Auszuführende Schritte:
[1] Entnimm den Datenzeilen die Zeilen von derjenigen, die „Accessibility service: describe the location of exhibit“ enthält, bis einschließlich der letzten Datenzeile, und gib sie unverändert wieder.
[2] Schreibe den Text über die Hamburger Sturmflut von 1962 ab der Stelle weiter, an der er endet.

Ausgewählter Textabschnitt:
================================

Hamburg. Vor 60 Jahren brachen in Hamburg die Deiche. Im ersten Teil der Serie wird die Katastrophe nacherzählt, die die Stadt unvorbereitet traf.
Schon der Anfang ist dramatisch, aber niemand rechnet damit, dass sich daraus ein Desaster entwickeln würde – nämlich die größte Sturmflutkatastrophe in Hamburg seit 1825.
Bereits am 12. Februar drückt ein Nordseesturm der Stärke 10 bis 11 das Wasser in die Elbmündung hinein. Das Abendhochwasser erreicht mit 2,48 Metern über dem mittleren Wasserstand die höchste Sturmfluthöhe seit 1954.
Am 13. Februar kommt es nach kurzer Wetterberuhigung zunächst zu einer mittleren Sturmflut, die zu Überschwemmungen und ersten Deichbrüchen im Ostseegebiet und Land Hadeln führt. Am 15. Februar nähert sich dann das Sturmtief „Vincinette“ aus nordwestlicher Richtung von Island und fegt über die Nordseeküste hinweg.
Sturmflut 1962: Ausnahmezustand bei den Feuerwachen
16. Februar, tagsüber: Vormittags drücken orkanartige Böen bis Stärke 13 das Wasser in die Elbmündung, und ab mittags gilt für Hamburger Feuerwachen der Ausnahmezustand. Der Höhepunkt des Sturms tritt um 22 Uhr ein. Zu diesem Zeitpunkt sind bereits neben den Feuerwehren und den Deichverbänden auch das THW und eine Pioniereinheit der Bundeswehr aus Fischbek bei der Sicherung von Deichen im Einsatz.

================================

[Zeilen mit Annotationsdaten zu Begrenzungsrahmen]
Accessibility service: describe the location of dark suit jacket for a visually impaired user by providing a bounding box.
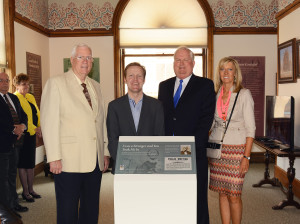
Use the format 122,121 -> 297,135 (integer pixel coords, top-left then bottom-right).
158,74 -> 215,156
158,74 -> 215,224
0,93 -> 27,153
106,94 -> 165,163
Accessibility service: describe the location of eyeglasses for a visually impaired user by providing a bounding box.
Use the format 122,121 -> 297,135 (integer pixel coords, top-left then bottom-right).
0,79 -> 10,83
75,56 -> 94,62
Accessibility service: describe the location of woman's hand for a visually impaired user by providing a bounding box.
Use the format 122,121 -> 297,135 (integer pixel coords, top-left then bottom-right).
239,157 -> 249,176
34,127 -> 42,138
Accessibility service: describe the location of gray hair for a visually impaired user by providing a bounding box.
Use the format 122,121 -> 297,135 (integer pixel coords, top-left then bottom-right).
71,43 -> 93,57
174,46 -> 195,61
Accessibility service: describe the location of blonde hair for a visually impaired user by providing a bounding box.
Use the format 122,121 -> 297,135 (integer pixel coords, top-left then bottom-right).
214,57 -> 244,93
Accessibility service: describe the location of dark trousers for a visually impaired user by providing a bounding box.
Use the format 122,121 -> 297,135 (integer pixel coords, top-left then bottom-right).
54,163 -> 102,224
0,145 -> 20,209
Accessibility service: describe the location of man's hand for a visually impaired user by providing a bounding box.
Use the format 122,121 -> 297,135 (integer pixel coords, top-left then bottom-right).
49,160 -> 62,174
102,156 -> 109,173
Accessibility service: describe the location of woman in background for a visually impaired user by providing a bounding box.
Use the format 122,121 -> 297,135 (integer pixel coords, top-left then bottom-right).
209,57 -> 255,224
14,73 -> 42,202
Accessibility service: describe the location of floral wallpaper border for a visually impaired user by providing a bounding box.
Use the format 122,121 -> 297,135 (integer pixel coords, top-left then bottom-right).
211,0 -> 278,28
15,0 -> 295,31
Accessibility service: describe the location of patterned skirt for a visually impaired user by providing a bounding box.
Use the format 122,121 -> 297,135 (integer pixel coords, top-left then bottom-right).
209,144 -> 246,197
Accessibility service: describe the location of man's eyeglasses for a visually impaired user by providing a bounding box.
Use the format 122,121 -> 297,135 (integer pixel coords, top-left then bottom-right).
0,79 -> 10,83
75,56 -> 94,61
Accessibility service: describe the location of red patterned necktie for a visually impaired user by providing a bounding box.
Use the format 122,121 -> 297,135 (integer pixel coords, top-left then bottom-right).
3,94 -> 20,124
81,83 -> 93,109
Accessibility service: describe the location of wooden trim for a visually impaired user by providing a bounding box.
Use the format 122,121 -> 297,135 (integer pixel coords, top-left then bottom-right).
274,165 -> 300,198
214,27 -> 277,35
34,162 -> 45,176
3,0 -> 16,86
198,0 -> 215,79
112,0 -> 130,98
15,12 -> 49,37
250,152 -> 274,163
275,0 -> 300,21
112,0 -> 215,98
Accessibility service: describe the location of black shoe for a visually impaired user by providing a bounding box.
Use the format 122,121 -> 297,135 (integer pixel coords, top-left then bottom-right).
22,193 -> 34,202
29,192 -> 42,198
12,211 -> 22,219
14,204 -> 28,212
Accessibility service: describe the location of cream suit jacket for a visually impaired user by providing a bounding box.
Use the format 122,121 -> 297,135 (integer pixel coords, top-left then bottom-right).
209,87 -> 256,145
41,69 -> 109,173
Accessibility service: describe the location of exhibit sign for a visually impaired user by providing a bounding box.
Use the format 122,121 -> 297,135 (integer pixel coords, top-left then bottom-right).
115,136 -> 196,174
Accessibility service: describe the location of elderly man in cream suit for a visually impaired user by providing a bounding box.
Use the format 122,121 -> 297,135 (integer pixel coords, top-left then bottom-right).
41,44 -> 109,224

================================

Antworten:
[1]
Accessibility service: describe the location of exhibit sign for a visually impaired user by providing a bounding box.
Use the format 122,121 -> 297,135 (integer pixel coords, top-left then bottom-right).
115,136 -> 196,174
Accessibility service: describe the location of elderly man in cream suit for a visually impaired user by providing a bounding box.
Use the format 122,121 -> 297,135 (integer pixel coords, top-left then bottom-right).
41,44 -> 109,224

[2]
16. Februar, nachts: Während die Feuerwehr bereits wieder einrückt, weil die Sturmflut scheinbar vorbei ist, wird für die Nordseeküste erneut Alarm geben. Durch einen Windstau werden immer größere Wassermassen in die Elbe gedrückt. Um 21Uhr wird die höchste Alarmstufe für die Deichverteidigung ausgelöst. Sturmwellen laufen auf, Fernsehen und Radio warnen wiederholt vor einer sehr schweren Sturmflut. Aber: Die gesendeten Warnungen beziehen sich zunächst immer wieder allgemein auf die deutsche Nordseeküste. Die Gefahren für das stadtnahe Elbgebiet und für Hamburg selbst werden nicht deutlich gemacht, weil sie zu diesem Zeitpunkt von den Behörden noch unterschätzt werden. Die fatale Folge: Die Hamburgerinnen und Hamburger fühlen sich sicher, viele gehen schlafen. Erst um 22.45 Uhr wird Alarmstufe III gegeben, hoch dramatische Stunden beginnen.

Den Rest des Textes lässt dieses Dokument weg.